Dataset rows:
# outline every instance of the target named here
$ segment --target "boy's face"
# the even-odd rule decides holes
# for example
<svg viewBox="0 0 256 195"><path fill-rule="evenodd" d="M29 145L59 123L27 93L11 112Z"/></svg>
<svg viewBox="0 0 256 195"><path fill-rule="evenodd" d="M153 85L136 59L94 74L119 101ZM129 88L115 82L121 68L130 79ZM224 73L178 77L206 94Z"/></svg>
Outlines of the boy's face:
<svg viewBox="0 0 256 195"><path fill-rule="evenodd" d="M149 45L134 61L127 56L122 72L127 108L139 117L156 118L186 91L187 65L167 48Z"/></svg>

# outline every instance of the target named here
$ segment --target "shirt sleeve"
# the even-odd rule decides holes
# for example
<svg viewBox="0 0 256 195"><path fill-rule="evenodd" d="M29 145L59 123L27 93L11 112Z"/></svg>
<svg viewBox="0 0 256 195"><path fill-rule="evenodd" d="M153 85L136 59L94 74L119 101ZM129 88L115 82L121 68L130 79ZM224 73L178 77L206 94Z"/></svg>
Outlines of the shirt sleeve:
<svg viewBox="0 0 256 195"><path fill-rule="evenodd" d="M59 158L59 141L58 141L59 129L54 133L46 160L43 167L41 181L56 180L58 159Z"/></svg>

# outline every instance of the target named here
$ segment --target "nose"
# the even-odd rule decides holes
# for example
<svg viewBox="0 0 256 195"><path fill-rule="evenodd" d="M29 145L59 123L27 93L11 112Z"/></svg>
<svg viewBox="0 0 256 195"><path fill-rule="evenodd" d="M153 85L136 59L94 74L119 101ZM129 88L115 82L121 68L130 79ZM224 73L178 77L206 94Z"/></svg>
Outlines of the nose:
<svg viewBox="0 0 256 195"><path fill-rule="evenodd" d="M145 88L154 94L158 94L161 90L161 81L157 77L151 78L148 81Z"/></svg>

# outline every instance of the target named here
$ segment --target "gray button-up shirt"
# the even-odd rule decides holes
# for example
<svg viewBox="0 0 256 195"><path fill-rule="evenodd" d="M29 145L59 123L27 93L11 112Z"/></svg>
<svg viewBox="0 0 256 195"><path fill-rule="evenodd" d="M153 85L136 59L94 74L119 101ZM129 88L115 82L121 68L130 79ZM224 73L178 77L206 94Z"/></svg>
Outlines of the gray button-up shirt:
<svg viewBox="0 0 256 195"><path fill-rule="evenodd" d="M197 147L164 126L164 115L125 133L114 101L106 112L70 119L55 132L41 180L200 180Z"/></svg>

Set task:
Restate each record exactly as written.

The completed task:
# outline every instance of the target named here
$ segment --target "boy's face"
# the even-odd rule decides holes
# for example
<svg viewBox="0 0 256 195"><path fill-rule="evenodd" d="M29 145L59 123L27 93L11 112Z"/></svg>
<svg viewBox="0 0 256 195"><path fill-rule="evenodd" d="M153 85L136 59L94 74L119 101ZM129 88L115 82L121 68L130 79ZM224 73L178 77L206 94Z"/></svg>
Outlines of the boy's face:
<svg viewBox="0 0 256 195"><path fill-rule="evenodd" d="M149 45L134 61L127 56L122 72L127 108L139 117L156 118L186 91L187 65L167 48Z"/></svg>

# outline every instance of the target named here
$ segment --target "shirt sleeve"
# the even-odd rule decides holes
# for example
<svg viewBox="0 0 256 195"><path fill-rule="evenodd" d="M29 145L59 123L27 93L11 112Z"/></svg>
<svg viewBox="0 0 256 195"><path fill-rule="evenodd" d="M153 85L136 59L94 74L119 101ZM129 88L115 82L121 68L130 79ZM224 73L178 77L206 94Z"/></svg>
Outlines of the shirt sleeve:
<svg viewBox="0 0 256 195"><path fill-rule="evenodd" d="M59 158L59 141L58 141L59 129L54 133L46 160L43 167L41 181L56 180L58 159Z"/></svg>

# outline every instance of the target named here
$ segment --target "nose"
# the even-odd rule decides holes
# for example
<svg viewBox="0 0 256 195"><path fill-rule="evenodd" d="M29 145L59 123L27 93L11 112Z"/></svg>
<svg viewBox="0 0 256 195"><path fill-rule="evenodd" d="M153 85L136 59L94 74L119 101ZM129 88L115 82L121 68L130 79ZM224 73L178 77L206 94Z"/></svg>
Outlines of the nose:
<svg viewBox="0 0 256 195"><path fill-rule="evenodd" d="M145 88L154 94L158 94L161 90L161 81L157 77L151 78L148 81Z"/></svg>

# outline every instance of the target named here
$ segment --target "gray button-up shirt"
# the even-odd rule decides holes
# for example
<svg viewBox="0 0 256 195"><path fill-rule="evenodd" d="M29 145L59 123L27 93L11 112Z"/></svg>
<svg viewBox="0 0 256 195"><path fill-rule="evenodd" d="M153 85L136 59L94 74L119 101ZM129 88L115 82L121 68L130 79ZM224 73L178 77L206 94Z"/></svg>
Outlines of the gray button-up shirt:
<svg viewBox="0 0 256 195"><path fill-rule="evenodd" d="M197 147L164 126L164 115L125 133L114 101L106 112L70 119L55 132L41 180L200 180Z"/></svg>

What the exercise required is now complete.